*Work to complete*. Can you convert the entire listing below into a JSON list of strings, with one string per line and any blank lines left out?

*Dataset entries*.
▬▬▬

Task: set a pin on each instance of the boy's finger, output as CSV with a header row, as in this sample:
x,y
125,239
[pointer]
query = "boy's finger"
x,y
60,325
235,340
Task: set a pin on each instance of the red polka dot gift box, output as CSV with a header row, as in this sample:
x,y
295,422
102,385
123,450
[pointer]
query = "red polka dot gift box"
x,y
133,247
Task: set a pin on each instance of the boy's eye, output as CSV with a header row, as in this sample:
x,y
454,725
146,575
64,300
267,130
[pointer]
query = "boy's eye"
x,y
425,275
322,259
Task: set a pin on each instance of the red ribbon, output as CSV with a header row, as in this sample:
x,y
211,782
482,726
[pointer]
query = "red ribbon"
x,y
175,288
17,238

▬▬▬

*Solution*.
[
  "Task: set a pin on each instance of the boy's finger, output as CSV with a header row, as in this sample:",
  "x,y",
  "125,239",
  "[pointer]",
  "query = \"boy's finger\"",
  "x,y",
  "60,325",
  "235,340",
  "Task: set a pin on each instance of the red polka dot gift box, output as CSV with a header row, as in this sample:",
  "x,y",
  "295,422",
  "102,385",
  "123,450",
  "[pointer]",
  "query = \"red polka dot gift box\"",
  "x,y",
  "133,247",
  "Task: set a pin on each instance of the boy's eye, output as CSV with a header row, as in this sample:",
  "x,y",
  "454,725",
  "146,575",
  "64,300",
  "267,130",
  "[pointer]",
  "query = \"boy's eye\"",
  "x,y",
  "425,275",
  "322,259",
  "Task: set a pin on each instance of the red ribbon, output as CSV with a header row, as in this sample:",
  "x,y",
  "211,782",
  "482,726",
  "[pointer]",
  "query = \"red ribbon\"",
  "x,y",
  "175,288",
  "17,238"
]